### Text shown

Obviously something is shorted to ground, so I would proceed as follows:

1) Open the service manual to the schematic page for your particular model and locate all the devices/plugs on that circuit.
2) verify the short with the meter at the fuse terminal where the fuse is usually located (the circuit side, not the battery side)
3) Disconnect all the connectors on that circuit and verify the short went away at the fuse. If it is still shorted, then the main harness has a short somewhere in it.
4) Reconnect connectors one at a time the check the fuse terminal again for the short to re-appear. Eventually one of the plugs will reintroduce the short and you know where it is coming from.
5) Once you know where the short is, disconnect that plug and test that plug's terminals (on the component side, not the main harness side) with respect to ground to see which wire is shorted, then trace that wire to it's termination point.

Don't waste money on fuses until you have it sorted. use that money to buy a meter so you can check the right way.

Spatial localization data

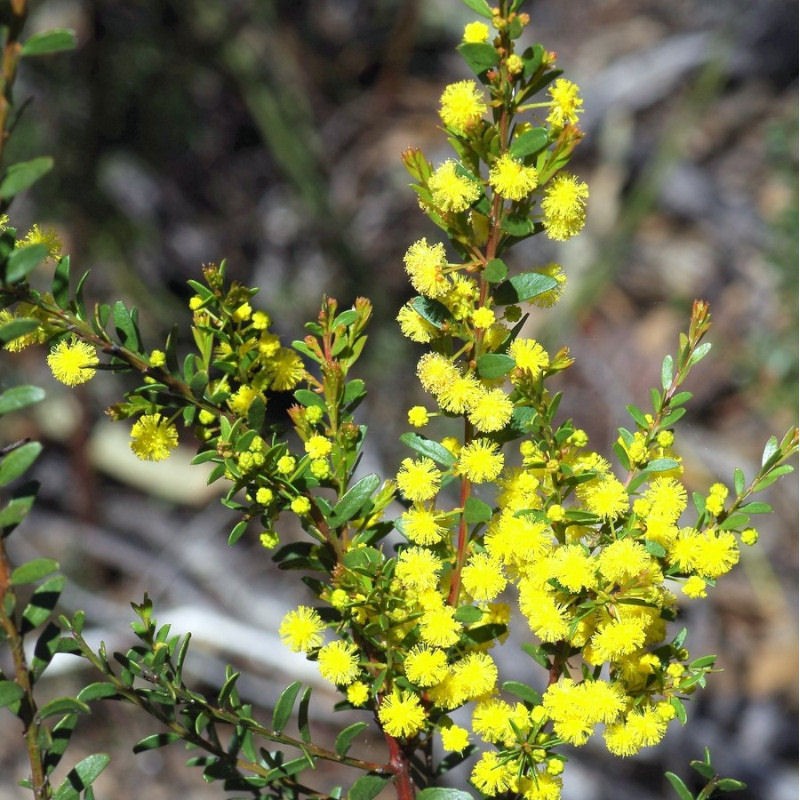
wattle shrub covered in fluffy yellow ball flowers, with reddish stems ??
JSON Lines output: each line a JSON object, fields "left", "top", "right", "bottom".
{"left": 0, "top": 0, "right": 797, "bottom": 800}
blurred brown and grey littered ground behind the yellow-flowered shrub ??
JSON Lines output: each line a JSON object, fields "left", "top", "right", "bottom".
{"left": 0, "top": 0, "right": 798, "bottom": 800}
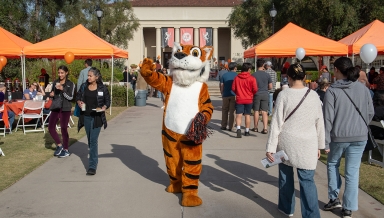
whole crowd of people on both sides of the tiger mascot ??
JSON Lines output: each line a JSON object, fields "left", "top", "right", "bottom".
{"left": 0, "top": 54, "right": 384, "bottom": 217}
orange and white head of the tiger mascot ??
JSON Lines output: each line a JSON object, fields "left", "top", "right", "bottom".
{"left": 169, "top": 42, "right": 213, "bottom": 86}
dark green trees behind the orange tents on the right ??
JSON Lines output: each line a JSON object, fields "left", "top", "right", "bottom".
{"left": 228, "top": 0, "right": 384, "bottom": 48}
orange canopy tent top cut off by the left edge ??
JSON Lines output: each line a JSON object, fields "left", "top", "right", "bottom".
{"left": 0, "top": 27, "right": 32, "bottom": 58}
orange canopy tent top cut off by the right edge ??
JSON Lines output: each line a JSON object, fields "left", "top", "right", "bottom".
{"left": 339, "top": 20, "right": 384, "bottom": 54}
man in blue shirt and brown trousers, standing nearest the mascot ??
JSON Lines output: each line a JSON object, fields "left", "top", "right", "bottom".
{"left": 220, "top": 62, "right": 237, "bottom": 131}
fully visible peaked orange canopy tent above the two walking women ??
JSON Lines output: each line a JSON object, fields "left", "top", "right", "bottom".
{"left": 24, "top": 24, "right": 128, "bottom": 113}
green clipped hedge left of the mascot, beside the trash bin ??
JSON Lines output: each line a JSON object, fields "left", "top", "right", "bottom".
{"left": 108, "top": 85, "right": 135, "bottom": 107}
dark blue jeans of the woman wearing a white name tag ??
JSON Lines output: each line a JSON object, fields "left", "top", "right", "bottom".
{"left": 84, "top": 116, "right": 101, "bottom": 170}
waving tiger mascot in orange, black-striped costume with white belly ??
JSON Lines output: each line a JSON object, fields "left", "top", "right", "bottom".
{"left": 140, "top": 42, "right": 213, "bottom": 207}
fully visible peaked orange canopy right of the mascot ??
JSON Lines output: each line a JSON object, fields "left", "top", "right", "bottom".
{"left": 244, "top": 23, "right": 348, "bottom": 58}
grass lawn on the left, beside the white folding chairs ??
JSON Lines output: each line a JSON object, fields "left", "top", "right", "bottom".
{"left": 0, "top": 107, "right": 127, "bottom": 191}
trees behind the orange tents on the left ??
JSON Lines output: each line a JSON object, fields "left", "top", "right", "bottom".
{"left": 0, "top": 0, "right": 139, "bottom": 81}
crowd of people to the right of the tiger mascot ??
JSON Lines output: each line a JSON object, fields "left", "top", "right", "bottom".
{"left": 220, "top": 57, "right": 376, "bottom": 217}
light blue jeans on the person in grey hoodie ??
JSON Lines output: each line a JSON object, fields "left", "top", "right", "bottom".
{"left": 327, "top": 141, "right": 367, "bottom": 211}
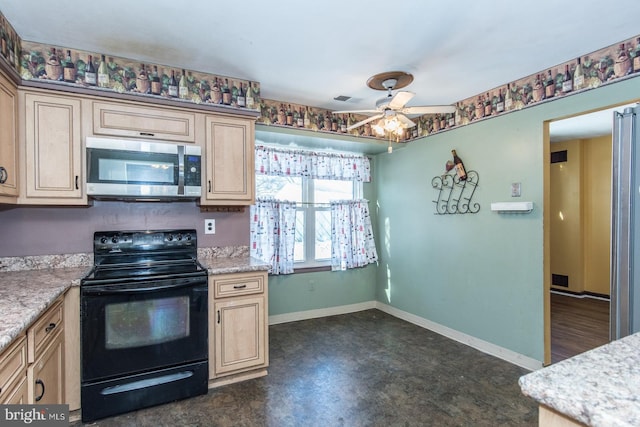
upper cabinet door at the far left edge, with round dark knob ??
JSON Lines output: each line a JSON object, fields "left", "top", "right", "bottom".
{"left": 0, "top": 70, "right": 18, "bottom": 200}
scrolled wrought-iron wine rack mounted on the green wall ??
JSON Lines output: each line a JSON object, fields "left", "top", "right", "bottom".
{"left": 431, "top": 169, "right": 480, "bottom": 215}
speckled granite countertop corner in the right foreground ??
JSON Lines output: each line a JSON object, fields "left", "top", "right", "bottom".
{"left": 519, "top": 333, "right": 640, "bottom": 427}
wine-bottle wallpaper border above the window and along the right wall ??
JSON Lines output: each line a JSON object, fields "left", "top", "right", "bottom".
{"left": 258, "top": 35, "right": 640, "bottom": 141}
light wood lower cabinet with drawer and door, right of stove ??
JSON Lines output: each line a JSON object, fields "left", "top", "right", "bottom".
{"left": 209, "top": 271, "right": 269, "bottom": 387}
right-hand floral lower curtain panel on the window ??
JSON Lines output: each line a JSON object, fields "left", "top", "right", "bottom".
{"left": 331, "top": 200, "right": 378, "bottom": 271}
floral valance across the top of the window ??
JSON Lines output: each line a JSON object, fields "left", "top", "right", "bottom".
{"left": 255, "top": 145, "right": 371, "bottom": 182}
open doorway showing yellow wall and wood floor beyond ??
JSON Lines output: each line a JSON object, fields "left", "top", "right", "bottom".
{"left": 544, "top": 105, "right": 628, "bottom": 365}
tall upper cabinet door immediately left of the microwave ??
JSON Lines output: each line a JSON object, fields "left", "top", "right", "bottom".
{"left": 24, "top": 93, "right": 87, "bottom": 204}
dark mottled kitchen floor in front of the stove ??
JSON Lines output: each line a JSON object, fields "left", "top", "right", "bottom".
{"left": 78, "top": 310, "right": 538, "bottom": 427}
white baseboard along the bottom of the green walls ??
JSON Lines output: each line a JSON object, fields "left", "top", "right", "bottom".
{"left": 269, "top": 301, "right": 542, "bottom": 371}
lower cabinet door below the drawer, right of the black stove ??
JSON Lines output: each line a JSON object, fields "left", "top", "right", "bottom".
{"left": 209, "top": 296, "right": 267, "bottom": 376}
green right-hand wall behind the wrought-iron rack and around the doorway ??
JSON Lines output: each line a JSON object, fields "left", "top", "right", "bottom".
{"left": 375, "top": 78, "right": 640, "bottom": 361}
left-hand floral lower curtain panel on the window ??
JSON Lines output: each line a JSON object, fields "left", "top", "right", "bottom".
{"left": 250, "top": 198, "right": 296, "bottom": 274}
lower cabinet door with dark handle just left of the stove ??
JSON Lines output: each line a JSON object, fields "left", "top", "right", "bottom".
{"left": 27, "top": 331, "right": 65, "bottom": 404}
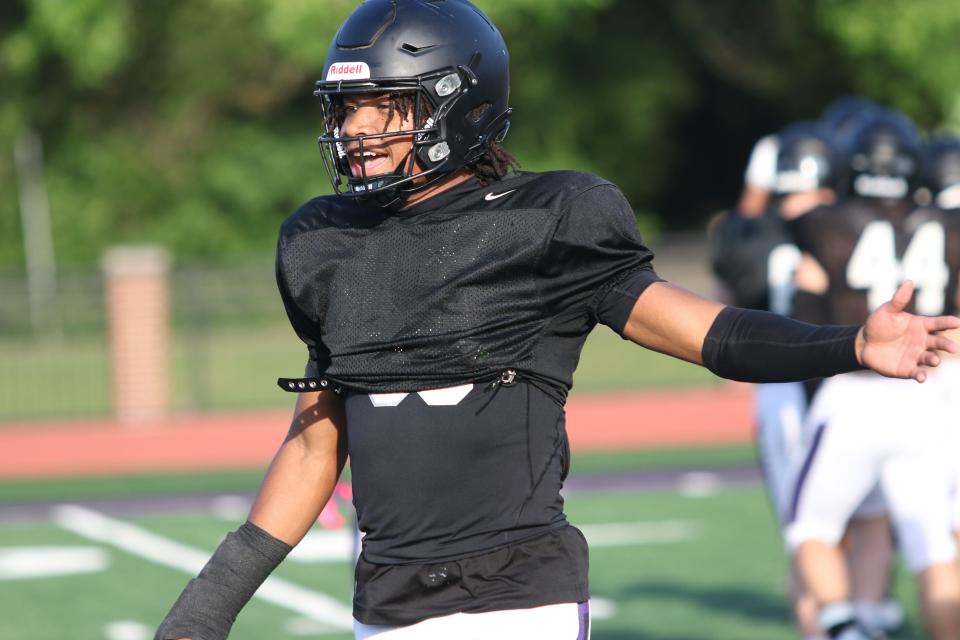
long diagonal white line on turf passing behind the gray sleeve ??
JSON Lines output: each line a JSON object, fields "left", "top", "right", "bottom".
{"left": 52, "top": 505, "right": 353, "bottom": 631}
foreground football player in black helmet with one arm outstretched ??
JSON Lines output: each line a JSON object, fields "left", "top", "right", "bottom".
{"left": 157, "top": 0, "right": 960, "bottom": 640}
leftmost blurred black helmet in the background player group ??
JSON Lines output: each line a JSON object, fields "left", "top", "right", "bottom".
{"left": 774, "top": 121, "right": 840, "bottom": 194}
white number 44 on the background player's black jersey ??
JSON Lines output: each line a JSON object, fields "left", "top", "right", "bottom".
{"left": 847, "top": 221, "right": 950, "bottom": 316}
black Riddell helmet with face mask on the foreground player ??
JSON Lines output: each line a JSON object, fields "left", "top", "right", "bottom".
{"left": 314, "top": 0, "right": 511, "bottom": 206}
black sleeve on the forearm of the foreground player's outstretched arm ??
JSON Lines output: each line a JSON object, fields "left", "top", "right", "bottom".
{"left": 702, "top": 307, "right": 863, "bottom": 382}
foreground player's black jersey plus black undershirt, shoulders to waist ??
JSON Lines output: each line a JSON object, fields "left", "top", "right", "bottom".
{"left": 277, "top": 172, "right": 658, "bottom": 624}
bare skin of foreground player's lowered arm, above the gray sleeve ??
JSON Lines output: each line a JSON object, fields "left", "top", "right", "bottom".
{"left": 249, "top": 391, "right": 347, "bottom": 546}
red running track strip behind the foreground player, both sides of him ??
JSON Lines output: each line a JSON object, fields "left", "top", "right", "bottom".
{"left": 0, "top": 384, "right": 753, "bottom": 480}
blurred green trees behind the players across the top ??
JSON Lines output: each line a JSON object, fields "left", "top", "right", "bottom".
{"left": 0, "top": 0, "right": 960, "bottom": 270}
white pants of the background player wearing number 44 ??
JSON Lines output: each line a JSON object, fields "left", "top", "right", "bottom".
{"left": 787, "top": 372, "right": 955, "bottom": 572}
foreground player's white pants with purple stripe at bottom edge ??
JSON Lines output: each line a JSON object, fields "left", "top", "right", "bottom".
{"left": 353, "top": 602, "right": 590, "bottom": 640}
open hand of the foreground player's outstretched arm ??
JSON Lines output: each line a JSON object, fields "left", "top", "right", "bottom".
{"left": 856, "top": 280, "right": 960, "bottom": 382}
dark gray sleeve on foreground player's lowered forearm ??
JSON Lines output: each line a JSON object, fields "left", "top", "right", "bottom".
{"left": 154, "top": 522, "right": 293, "bottom": 640}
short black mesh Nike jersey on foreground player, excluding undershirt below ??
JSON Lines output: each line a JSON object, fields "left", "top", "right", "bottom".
{"left": 277, "top": 171, "right": 657, "bottom": 397}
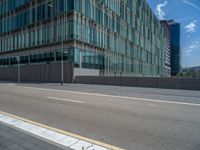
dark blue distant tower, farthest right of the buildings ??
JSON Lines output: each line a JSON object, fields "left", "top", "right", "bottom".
{"left": 167, "top": 20, "right": 181, "bottom": 76}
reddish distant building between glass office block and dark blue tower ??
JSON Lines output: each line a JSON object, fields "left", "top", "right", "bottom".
{"left": 160, "top": 20, "right": 171, "bottom": 76}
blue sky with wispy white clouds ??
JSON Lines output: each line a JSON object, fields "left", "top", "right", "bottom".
{"left": 147, "top": 0, "right": 200, "bottom": 67}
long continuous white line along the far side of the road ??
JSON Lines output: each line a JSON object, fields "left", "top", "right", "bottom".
{"left": 10, "top": 86, "right": 200, "bottom": 106}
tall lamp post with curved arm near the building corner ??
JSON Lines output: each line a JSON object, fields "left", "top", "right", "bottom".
{"left": 48, "top": 3, "right": 65, "bottom": 86}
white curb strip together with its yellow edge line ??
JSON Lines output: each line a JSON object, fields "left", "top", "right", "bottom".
{"left": 0, "top": 111, "right": 124, "bottom": 150}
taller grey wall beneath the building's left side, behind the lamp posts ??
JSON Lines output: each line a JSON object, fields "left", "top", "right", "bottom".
{"left": 0, "top": 63, "right": 73, "bottom": 83}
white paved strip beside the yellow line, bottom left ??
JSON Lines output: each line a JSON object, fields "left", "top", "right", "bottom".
{"left": 0, "top": 113, "right": 111, "bottom": 150}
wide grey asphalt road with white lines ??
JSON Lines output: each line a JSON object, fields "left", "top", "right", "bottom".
{"left": 0, "top": 84, "right": 200, "bottom": 150}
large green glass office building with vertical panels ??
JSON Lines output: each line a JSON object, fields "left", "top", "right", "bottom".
{"left": 0, "top": 0, "right": 166, "bottom": 79}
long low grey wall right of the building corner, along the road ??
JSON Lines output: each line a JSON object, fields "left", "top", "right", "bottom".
{"left": 74, "top": 76, "right": 200, "bottom": 90}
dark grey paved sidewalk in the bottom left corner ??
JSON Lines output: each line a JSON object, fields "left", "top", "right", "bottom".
{"left": 0, "top": 123, "right": 68, "bottom": 150}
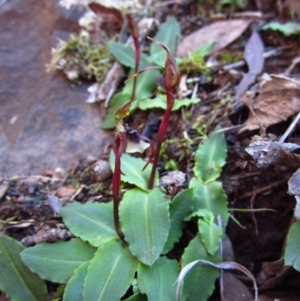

### Work instructions
1) In the short-circuit advice, what should the money saved on fuses go toward instead?
2) Set down the stretch of the short-circuit advice from "5) Once you" through "the right way.".
The entries aren't needed here.

### Answers to the problems
1) A meter.

2)
5) Once you know where the short is, disconnect that plug and test that plug's terminals (on the component side, not the main harness side) with respect to ground to see which wire is shorted, then trace that wire to it's termination point.

Don't waste money on fuses until you have it sorted. use that money to buy a meter so you can check the right way.